Source document
_____

The Supreme Court appeared reluctant Tuesday to give Dodd-Frank protections to whistleblowers who report stock and investment fraud to their employers but not the federal government.
Under the Dodd-Frank Act, the Securities and Exchange Commission (SEC) in 2011 issued new rules protecting employees from being retaliated against by their employers if they report fraud internally.
Paul Somers, a former employee for Digital Realty Trust Inc., was fired after he reported alleged securities violations to his senior management. Somers never reported the information to the SEC, but his attorney says his employment should have been protected as a result of the 2011 rule.
His former employer, a publicly traded real estate trust, disagrees. Digital Realty Trust argues that Dodd-Frank’s definition of a whistleblower explicitly excludes anyone who fails to report allegations to the SEC.
Justice Neil Gorsuch, a self-described textualist who seeks to follow the literal reading of statutes, noted that Dodd-Frank explicitly states that the incentives and protections for whistleblowers “shall apply” to anyone who provides information relating to a violation of securities laws to the SEC.
“How much clearer could they have possibly been?” Gorsuch said, referring to the language lawmakers put in the legislation.
Somers’s attorney Daniel Geyser noted the language in Dodd-Frank doesn’t end there, also stating that the policy would be implemented “in a manner established, by rule or regulation, by the Commission.”
But Digital Realty Trust's attorney Kannon Shanmugam argued that the SEC gave no indication in its proposed rule that it planned to disperse of the requirement to report the fraud to the SEC.
“There were certainly some who thought that that would be desirable, but there is nothing in the notice of proposed rule-making, and to the extent that respondent and the government cites some language that suggests that the Commission was considering broadening the application of the anti-retaliation provision and inviting comments to that effect, the very previous sentence in the notice of proposed rule-making indicates that the Commission intended to retain the requirement of reporting to the SEC,” he said.
Gorsuch zeroed in on the process used to write the rule.

_____

Dataset rows
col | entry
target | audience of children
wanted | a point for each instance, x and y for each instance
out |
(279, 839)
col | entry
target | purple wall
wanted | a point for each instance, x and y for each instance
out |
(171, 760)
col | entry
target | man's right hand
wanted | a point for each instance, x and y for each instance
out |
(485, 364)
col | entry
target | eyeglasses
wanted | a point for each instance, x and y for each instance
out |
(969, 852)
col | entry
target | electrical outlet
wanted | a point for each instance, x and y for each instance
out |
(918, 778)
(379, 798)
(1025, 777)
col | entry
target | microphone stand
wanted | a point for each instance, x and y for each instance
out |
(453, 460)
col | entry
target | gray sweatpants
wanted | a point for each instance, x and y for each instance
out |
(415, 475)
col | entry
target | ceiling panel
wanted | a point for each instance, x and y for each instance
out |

_____

Required task A
In the article on the whistleblower case, what company fired Paul Somers?
Required task B
Using the article on the whistleblower case, decide whether each statement agrees with it: (i) The SEC issued its new whistleblower rules in 2011. (ii) Somers reported the alleged violations to the SEC. (iii) Kannon Shanmugam argued on behalf of Somers.
Required task C
Pick up the article on the whistleblower case right after its final sentence and keep writing.

Answer A
Digital Realty Trust Inc.

Answer B
(i) Yes: "the Securities and Exchange Commission (SEC) in 2011 issued new rules protecting employees from being retaliated against by their employers if they report fraud internally."
(ii) No: "Somers never reported the information to the SEC."
(iii) No: "Digital Realty Trust's attorney Kannon Shanmugam."

Answer C
“Now, that seems to me to put the whole administrative process on its head because you're providing no notice to people, no reasonable opportunity to comment, maybe a few people spot the issue, but most people don't,” he said.
“The agency acts without the benefit of the notice and comment and is unable to issue a reasoned decision-making, and then we're supposed to defer to that to resolve this ambiguity?” he said.
Justices Stephen Breyer, a member of the court’s liberal wing, seemed unconvinced that Dodd-Frank should be expanded because employees who report violations internally are already protected by the Sarbanes-Oxley Act.
“If, in fact, you read it your way, we've basically eliminated Sarbanes-Oxley because everybody would bring it under this provision,” he said.
Justice Ruth Bader Ginsburg, meanwhile, wanted to know if there was any reason Somers didn’t go to the SEC.
Geyser said it never occurred him, which is why he also missed the 180-day deadline to file a complaint with the secretary of Labor for protection under the Sarbanes-Oxley Act. That law, enacted eight years before Dodd-Frank, protects employees who report alleged misconduct not just to the SEC, but to an internal supervisor.
"What he tried to do was do the right thing, and to honor the corporate Code of Conduct by calling the misconduct to his supervisor's attention, which again is exactly what all the corporate stakeholders, you know, in this proceeding have said is their goal, too," Geyser said.
Dodd-Frank gives employees six years to bring an anti-retaliation claim. It also allows the whistleblower to seek double back pay, a legal remedy not offered under the Sarbanes-Oxley Act.
The 9th and 2nd Circuit courts have both ruled the SEC regulation is entitled deference. The 5th Circuit, however, said the Dodd-Frank definition “expressly and unambiguously requires that an individual provide information to the SEC to qualify as a ‘whistleblower.’ ”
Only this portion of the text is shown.